> _RECORD EXCERPTS_:
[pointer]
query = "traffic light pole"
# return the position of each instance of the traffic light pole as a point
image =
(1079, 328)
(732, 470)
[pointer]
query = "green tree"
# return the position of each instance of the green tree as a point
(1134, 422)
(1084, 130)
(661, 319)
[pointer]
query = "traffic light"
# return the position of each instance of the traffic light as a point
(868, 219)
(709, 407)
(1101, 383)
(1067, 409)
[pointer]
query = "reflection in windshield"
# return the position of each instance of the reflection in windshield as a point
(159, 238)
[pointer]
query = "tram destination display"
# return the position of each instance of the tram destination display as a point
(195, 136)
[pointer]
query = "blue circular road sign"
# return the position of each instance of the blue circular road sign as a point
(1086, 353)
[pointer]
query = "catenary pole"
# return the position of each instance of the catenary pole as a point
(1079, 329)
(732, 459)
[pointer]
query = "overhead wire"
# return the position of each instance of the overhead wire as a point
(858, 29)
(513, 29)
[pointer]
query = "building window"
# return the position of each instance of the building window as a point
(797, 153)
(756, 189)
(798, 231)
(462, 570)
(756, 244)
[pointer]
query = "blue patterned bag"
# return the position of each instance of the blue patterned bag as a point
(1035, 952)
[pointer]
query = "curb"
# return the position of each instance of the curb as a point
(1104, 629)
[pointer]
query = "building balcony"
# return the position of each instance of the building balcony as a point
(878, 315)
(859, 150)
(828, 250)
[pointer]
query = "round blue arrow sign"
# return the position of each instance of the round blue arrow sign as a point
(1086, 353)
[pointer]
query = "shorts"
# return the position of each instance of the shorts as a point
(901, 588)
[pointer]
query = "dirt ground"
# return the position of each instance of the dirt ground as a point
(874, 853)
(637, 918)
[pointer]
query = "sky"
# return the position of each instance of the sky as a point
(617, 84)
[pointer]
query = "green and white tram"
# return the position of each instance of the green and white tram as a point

> _YOUR INSTRUCTIONS_:
Copy every record exactly, leaving each line intact.

> _EXERCISE RESULT_:
[pointer]
query = "traffic light pole"
# return the position of each instance of the traffic light pole as a point
image =
(1079, 328)
(732, 470)
[pointer]
query = "green tree"
# return the position of each instance of the green tree as a point
(1134, 422)
(1084, 130)
(661, 319)
[pointer]
query = "traffic light"
# return the position of each instance of the traffic light as a point
(868, 219)
(709, 407)
(1101, 383)
(1067, 409)
[pointer]
query = "reflection in windshield"
# return the position of each instance of the reflection in windshield as a point
(159, 238)
[pointer]
query = "tram destination display"
# return the position of each instance of the tram destination display as a point
(195, 136)
[pointer]
query = "blue circular road sign"
# return the position of each instance of the blue circular road sign as a point
(1086, 353)
[pointer]
query = "catenary pole"
# return the position of each instance of the catenary pole as a point
(1079, 329)
(732, 459)
[pointer]
query = "overhead wire"
# return the position of each instance of the overhead wire as a point
(858, 29)
(513, 29)
[pointer]
query = "building window"
# return the position of each instance of the building window as a point
(797, 153)
(756, 189)
(798, 231)
(462, 570)
(756, 244)
[pointer]
query = "blue patterned bag"
# return the position of each instance of the blue patterned bag as a point
(1035, 952)
[pointer]
query = "curb"
# return the position of each instance of the curb as a point
(1104, 629)
[pointer]
query = "building balcony"
# return the position of each instance of the building balcony as a point
(878, 315)
(859, 150)
(828, 250)
[pointer]
query = "round blue arrow sign"
# return the position of each instance of the round blue arrow sign as a point
(1086, 353)
[pointer]
query = "shorts"
# return the position of each instance of the shorts as a point
(901, 588)
[pointer]
query = "dirt ground"
# return the position of each instance of the dirt ground as a point
(874, 853)
(637, 918)
[pointer]
query = "sky"
# return the position of each instance of the sky as a point
(617, 84)
[pointer]
query = "green and white tram"
# return the position of each instance of the green and white tram as a point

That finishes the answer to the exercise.